• [TASK TO CARRY OUT]
Using the data below, return every line that holds the word "rear".

• [THE RECORDS]
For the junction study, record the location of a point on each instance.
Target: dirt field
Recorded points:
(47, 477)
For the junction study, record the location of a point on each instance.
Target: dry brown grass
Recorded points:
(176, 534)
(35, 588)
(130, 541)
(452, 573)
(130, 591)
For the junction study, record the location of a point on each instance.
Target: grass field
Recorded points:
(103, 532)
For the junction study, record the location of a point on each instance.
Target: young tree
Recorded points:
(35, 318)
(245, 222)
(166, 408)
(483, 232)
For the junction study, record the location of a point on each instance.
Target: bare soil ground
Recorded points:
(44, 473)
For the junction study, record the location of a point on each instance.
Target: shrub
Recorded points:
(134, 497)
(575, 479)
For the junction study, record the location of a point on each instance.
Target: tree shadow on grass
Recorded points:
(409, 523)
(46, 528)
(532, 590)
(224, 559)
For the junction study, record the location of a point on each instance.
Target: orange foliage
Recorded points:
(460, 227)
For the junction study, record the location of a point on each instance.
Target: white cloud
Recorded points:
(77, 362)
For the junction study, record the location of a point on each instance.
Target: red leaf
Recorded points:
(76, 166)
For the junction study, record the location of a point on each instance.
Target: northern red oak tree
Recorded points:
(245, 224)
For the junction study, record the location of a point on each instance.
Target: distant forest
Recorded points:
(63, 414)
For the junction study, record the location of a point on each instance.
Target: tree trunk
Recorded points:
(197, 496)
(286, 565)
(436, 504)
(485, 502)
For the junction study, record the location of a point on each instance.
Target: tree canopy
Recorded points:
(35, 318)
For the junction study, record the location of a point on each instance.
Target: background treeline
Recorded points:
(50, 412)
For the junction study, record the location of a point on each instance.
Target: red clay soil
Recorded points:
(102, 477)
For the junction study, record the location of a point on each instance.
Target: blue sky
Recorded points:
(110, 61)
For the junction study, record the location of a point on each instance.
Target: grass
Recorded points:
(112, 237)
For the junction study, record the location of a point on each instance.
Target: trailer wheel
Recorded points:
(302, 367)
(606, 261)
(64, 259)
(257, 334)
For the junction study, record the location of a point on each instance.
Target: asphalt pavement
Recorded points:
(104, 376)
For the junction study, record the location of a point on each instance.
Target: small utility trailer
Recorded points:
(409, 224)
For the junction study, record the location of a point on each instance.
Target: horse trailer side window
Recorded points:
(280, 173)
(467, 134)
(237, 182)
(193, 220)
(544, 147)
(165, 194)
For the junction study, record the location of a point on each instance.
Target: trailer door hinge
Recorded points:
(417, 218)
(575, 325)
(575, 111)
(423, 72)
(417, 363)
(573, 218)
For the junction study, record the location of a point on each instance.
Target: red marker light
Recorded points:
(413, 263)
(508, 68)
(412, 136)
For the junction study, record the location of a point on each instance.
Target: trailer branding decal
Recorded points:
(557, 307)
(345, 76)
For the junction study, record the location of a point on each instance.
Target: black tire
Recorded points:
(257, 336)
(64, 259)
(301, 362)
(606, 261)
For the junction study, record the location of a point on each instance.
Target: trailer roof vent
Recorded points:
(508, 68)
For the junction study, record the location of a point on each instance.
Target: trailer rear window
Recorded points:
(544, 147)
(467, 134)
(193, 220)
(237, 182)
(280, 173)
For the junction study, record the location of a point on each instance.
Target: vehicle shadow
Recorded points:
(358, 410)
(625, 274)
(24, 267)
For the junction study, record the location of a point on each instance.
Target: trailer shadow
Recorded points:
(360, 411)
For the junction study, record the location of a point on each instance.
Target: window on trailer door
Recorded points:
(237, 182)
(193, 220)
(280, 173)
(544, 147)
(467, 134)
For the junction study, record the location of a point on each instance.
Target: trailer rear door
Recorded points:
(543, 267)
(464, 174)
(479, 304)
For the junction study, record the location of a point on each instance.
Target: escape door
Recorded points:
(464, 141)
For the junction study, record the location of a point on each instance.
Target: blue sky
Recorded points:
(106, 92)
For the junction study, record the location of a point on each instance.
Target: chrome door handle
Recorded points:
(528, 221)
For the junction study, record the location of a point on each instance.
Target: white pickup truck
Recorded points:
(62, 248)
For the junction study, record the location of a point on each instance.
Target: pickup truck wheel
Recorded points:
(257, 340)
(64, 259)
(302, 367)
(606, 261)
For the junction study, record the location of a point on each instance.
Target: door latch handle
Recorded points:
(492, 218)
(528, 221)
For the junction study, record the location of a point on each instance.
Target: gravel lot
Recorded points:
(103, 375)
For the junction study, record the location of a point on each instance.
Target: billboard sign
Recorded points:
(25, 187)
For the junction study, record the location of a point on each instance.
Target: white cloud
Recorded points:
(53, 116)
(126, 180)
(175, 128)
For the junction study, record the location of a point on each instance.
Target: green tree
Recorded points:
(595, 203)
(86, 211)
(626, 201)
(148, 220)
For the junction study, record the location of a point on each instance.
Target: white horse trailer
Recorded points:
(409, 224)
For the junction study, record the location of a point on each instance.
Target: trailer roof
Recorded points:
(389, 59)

• [EXPECTED ANSWER]
Target: trailer rear window
Target: trailer rear door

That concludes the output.